Problem 1 :: In the Spark versioning reply, how often would the proposed digest be sent to the dev list?
Problem 2 :: Reproduce the part of the Spark versioning reply that opens with the words containing "Yea, +1 on Jungtaek's" and closes with "community, thanks, Xiao!".
Problem 3 :: Take the Spark versioning reply further from the point where it stops.

START Page extract

Re: [Proposal] Modification to Spark's Semantic Versioning Policy

Takeshi Yamamuro Sat, 07 Mar 2020 23:20:12 -0800

Yea, +1 on Jungtaek's suggestion; having the same strict policy for adding
new APIs looks nice.


> When we making the API changes (e.g., adding the new APIs or changing the
existing APIs), we should regularly publish them in the dev list. I am
willing to lead this effort, work with my colleagues to summarize all the
merged commits [especially the API changes], and then send the *bi-weekly
digest *to the dev list

This digest looks very helpful for the community, thanks, Xiao!

END Page extract
START Source data

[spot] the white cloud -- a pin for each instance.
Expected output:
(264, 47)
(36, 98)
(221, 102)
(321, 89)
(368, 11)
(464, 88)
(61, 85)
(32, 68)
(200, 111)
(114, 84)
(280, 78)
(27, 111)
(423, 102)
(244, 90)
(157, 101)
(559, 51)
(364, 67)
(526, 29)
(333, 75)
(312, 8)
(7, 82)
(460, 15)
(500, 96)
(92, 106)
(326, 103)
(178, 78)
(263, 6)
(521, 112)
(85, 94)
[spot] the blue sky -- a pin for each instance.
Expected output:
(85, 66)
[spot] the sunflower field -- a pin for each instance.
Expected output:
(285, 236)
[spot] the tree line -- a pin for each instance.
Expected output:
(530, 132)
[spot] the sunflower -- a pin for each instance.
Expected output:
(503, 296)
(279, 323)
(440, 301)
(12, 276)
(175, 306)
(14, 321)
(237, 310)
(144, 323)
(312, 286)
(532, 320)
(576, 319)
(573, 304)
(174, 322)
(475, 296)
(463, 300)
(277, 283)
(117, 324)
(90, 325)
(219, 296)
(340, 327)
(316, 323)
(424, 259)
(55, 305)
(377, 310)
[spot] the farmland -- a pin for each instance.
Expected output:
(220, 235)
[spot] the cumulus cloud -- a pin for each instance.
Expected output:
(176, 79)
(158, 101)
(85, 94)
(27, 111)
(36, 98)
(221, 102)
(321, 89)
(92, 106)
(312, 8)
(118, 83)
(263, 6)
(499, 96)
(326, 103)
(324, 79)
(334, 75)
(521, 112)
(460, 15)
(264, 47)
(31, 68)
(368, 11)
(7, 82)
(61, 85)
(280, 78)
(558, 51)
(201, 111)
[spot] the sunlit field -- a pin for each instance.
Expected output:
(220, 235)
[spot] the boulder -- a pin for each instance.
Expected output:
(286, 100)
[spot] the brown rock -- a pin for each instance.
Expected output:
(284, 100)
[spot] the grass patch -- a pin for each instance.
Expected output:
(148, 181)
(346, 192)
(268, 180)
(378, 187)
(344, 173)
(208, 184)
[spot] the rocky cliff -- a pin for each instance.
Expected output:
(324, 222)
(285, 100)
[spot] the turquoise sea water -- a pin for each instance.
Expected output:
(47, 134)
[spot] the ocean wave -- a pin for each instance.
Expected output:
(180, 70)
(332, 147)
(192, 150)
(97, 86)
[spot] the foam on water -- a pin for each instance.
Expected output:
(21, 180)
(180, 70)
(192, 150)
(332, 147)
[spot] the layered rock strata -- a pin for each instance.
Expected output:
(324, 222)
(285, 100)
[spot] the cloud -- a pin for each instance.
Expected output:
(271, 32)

END Source data

Answer box 1 :: Bi-weekly.

Answer box 2 ::
Yea, +1 on Jungtaek's suggestion; having the same strict policy for adding
new APIs looks nice.


> When we making the API changes (e.g., adding the new APIs or changing the
existing APIs), we should regularly publish them in the dev list. I am
willing to lead this effort, work with my colleagues to summarize all the
merged commits [especially the API changes], and then send the *bi-weekly
digest *to the dev list

This digest looks very helpful for the community, thanks, Xiao!

Answer box 3 ::
Bests,
Takeshi

On Sun, Mar 8, 2020 at 12:05 PM Xiao Li <gatorsm...@gmail.com> wrote:

> I want to thank you *Ruifeng Zheng* publicly for his work that lists all
> the signature differences of Core, SQL and Hive we made in this upcoming
> release. For details, please read the files attached in SPARK-30982
> <https://issues.apache.org/jira/browse/SPARK-30982>. I went over these
> files and submitted the following PRs to add back the SparkSQL APIs whose
> maintenance costs are low based on my own experiences in SparkSQL
> development:
>
>    - https://github.com/apache/spark/pull/27821
>    - functions.toDegrees/toRadians
>       - functions.approxCountDistinct
>       - functions.monotonicallyIncreasingId
>       - Column.!==
>       - Dataset.explode
>       - Dataset.registerTempTable
>       - SQLContext.getOrCreate, setActive, clearActive, constructors
>    - https://github.com/apache/spark/pull/27815
>       - HiveContext
>       - createExternalTable APIs
>    -
>    - https://github.com/apache/spark/pull/27839
>       - SQLContext.applySchema
>       - SQLContext.parquetFile
>       - SQLContext.jsonFile
>       - SQLContext.jsonRDD
>       - SQLContext.load
>       - SQLContext.jdbc
>
> If you think these APIs should not be added back, let me know and we can
> discuss the items further. In general, I think we should provide more
> evidences and discuss them publicly when we dropping these APIs at the
> beginning.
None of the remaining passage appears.